** BEGIN DATA SHOWN **

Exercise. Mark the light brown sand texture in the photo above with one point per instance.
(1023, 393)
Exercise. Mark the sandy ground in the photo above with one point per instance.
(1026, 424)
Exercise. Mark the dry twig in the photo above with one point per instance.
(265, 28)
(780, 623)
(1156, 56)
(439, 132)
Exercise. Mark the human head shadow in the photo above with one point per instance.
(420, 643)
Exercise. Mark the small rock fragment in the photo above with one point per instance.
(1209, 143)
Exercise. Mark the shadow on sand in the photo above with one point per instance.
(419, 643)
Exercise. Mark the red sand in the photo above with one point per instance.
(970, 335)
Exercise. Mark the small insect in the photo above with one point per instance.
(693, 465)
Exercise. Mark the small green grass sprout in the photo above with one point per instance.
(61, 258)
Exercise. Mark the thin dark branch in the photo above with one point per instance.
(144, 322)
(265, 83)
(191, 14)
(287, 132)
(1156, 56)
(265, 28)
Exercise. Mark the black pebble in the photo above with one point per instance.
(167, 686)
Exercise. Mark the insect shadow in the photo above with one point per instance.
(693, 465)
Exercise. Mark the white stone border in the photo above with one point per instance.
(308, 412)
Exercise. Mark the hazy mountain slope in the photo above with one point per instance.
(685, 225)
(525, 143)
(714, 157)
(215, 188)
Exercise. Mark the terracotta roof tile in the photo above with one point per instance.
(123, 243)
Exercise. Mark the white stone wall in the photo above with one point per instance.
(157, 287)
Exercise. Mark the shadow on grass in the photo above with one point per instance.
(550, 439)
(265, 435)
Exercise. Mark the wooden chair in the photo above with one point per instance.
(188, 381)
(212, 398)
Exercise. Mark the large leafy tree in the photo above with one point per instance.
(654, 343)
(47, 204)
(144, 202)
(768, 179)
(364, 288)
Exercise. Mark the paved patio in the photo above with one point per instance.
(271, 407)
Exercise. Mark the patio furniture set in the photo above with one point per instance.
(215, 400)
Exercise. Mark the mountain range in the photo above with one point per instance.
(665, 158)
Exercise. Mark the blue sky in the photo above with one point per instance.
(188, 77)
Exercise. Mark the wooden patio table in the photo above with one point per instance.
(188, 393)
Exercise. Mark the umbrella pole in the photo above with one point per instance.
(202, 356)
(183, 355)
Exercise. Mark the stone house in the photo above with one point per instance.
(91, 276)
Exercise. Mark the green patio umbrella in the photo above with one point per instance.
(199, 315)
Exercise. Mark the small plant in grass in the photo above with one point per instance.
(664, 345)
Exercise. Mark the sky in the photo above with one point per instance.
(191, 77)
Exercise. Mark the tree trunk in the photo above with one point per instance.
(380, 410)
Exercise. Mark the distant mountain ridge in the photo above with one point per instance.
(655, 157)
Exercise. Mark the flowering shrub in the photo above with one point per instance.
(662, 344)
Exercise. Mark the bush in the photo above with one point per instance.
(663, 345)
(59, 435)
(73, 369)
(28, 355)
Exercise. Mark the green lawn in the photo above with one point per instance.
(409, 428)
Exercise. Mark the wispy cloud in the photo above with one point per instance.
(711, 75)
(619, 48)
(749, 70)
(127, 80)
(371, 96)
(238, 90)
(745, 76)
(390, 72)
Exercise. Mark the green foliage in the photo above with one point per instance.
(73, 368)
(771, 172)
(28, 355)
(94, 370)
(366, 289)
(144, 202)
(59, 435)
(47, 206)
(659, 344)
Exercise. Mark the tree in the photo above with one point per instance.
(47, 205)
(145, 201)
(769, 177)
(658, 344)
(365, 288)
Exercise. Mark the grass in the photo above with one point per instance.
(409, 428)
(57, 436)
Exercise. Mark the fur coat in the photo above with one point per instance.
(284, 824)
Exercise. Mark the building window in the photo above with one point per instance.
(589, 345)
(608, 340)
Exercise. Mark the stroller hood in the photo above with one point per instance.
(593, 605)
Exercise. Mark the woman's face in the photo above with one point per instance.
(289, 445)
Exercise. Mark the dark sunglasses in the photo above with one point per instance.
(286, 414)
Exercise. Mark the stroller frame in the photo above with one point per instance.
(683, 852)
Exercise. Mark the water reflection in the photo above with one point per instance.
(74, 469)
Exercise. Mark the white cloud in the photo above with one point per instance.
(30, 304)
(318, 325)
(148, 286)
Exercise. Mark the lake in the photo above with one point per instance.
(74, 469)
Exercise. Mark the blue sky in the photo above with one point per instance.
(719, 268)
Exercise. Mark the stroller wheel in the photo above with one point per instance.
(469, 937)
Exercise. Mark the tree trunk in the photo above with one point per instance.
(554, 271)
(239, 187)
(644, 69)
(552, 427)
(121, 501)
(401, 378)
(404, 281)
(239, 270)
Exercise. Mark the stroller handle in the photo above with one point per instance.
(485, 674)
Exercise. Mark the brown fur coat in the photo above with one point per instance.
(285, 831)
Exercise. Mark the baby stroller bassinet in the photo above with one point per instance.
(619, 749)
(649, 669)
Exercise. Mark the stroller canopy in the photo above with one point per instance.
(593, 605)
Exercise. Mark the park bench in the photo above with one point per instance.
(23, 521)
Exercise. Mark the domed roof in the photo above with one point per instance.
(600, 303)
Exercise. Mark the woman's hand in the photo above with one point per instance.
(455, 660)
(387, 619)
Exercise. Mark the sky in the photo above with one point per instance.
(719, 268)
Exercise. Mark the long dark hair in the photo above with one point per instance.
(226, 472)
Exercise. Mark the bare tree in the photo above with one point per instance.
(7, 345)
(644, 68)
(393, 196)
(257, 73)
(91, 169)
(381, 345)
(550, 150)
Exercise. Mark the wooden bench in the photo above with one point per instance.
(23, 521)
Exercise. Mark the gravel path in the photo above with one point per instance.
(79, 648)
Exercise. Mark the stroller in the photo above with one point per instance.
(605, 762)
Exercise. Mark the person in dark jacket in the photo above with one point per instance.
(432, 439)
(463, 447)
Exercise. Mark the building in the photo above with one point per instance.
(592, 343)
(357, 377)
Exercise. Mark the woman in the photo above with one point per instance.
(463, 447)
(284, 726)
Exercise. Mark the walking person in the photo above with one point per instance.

** END DATA SHOWN **

**EXERCISE TASK**
Rewrite the items from the line with "Exercise. Mark the bare" through the end of the items, substituting "baby carriage" for "stroller" and changing nothing else.

**TASK RESULT**
Exercise. Mark the bare tree in the photo above with one point per instance.
(7, 345)
(644, 68)
(393, 196)
(257, 73)
(91, 169)
(381, 345)
(550, 150)
Exercise. Mark the wooden bench in the photo above with one point per instance.
(23, 521)
Exercise. Mark the gravel path in the photo above with one point per instance.
(79, 648)
Exercise. Mark the baby carriage in the photo above with one point per instance.
(605, 762)
Exercise. Mark the person in dark jacket in the photo above with one point per instance.
(432, 439)
(463, 447)
Exercise. Mark the building in the photo above with one point per instance.
(592, 343)
(357, 377)
Exercise. Mark the woman in the photo above with one point per instance.
(463, 447)
(284, 726)
Exercise. Mark the walking person in the photo above with one point per instance.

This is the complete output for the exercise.